[Collected data entries]

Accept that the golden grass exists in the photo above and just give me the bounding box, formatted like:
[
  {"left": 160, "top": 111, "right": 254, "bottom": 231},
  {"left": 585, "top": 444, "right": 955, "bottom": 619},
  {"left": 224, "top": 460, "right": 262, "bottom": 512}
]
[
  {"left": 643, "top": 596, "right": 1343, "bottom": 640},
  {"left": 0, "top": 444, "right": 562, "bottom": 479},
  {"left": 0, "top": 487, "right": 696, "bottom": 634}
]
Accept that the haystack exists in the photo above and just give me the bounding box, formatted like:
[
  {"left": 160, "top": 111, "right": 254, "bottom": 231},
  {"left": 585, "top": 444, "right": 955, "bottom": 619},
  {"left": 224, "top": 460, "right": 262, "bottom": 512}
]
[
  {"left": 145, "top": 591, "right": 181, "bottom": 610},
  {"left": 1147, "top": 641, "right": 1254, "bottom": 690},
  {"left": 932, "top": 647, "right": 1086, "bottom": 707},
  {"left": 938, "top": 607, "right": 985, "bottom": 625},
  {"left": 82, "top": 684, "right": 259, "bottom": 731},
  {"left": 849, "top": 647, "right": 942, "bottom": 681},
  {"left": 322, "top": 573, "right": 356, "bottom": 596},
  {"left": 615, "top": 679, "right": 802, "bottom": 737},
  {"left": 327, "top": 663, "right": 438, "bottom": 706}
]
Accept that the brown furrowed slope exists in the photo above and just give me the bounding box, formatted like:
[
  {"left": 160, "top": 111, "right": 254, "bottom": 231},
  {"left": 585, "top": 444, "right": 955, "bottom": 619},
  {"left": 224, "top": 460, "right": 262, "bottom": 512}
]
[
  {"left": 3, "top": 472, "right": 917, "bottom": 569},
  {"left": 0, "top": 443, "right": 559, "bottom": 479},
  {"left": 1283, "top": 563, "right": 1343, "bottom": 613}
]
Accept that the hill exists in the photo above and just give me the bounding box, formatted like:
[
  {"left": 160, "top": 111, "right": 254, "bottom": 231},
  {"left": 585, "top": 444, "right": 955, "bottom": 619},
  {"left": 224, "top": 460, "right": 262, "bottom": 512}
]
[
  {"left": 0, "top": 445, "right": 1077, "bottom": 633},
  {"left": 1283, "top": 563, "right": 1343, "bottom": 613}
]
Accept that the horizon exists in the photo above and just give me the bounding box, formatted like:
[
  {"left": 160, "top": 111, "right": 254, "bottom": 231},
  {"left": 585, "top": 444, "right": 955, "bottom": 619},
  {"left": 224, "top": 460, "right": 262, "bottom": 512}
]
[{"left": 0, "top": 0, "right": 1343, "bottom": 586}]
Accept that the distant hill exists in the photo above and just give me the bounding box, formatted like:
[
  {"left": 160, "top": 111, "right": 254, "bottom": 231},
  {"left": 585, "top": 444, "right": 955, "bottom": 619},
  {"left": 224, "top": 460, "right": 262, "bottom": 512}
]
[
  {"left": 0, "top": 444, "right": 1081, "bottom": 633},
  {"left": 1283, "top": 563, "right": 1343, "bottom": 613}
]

[Exercise instructions] Show every line of the material above that contains the string "exists", matching case exactly.

[Exercise solution]
Accept that the golden grass exists in the photo above and just give me the bounding box, formatted like:
Accept that the haystack exists in the photo above and just give me the bounding box, formatted like:
Accept that the brown furrowed slope exists in the photo above and just give me the bounding box, formatted like:
Accept that the hill exists in the photo above and just give me the bounding box, formatted like:
Accept that the horizon exists in the photo above and just give me the bounding box, formatted like:
Accept that the distant hill exists in the photo above and just give me the bounding box, formatted like:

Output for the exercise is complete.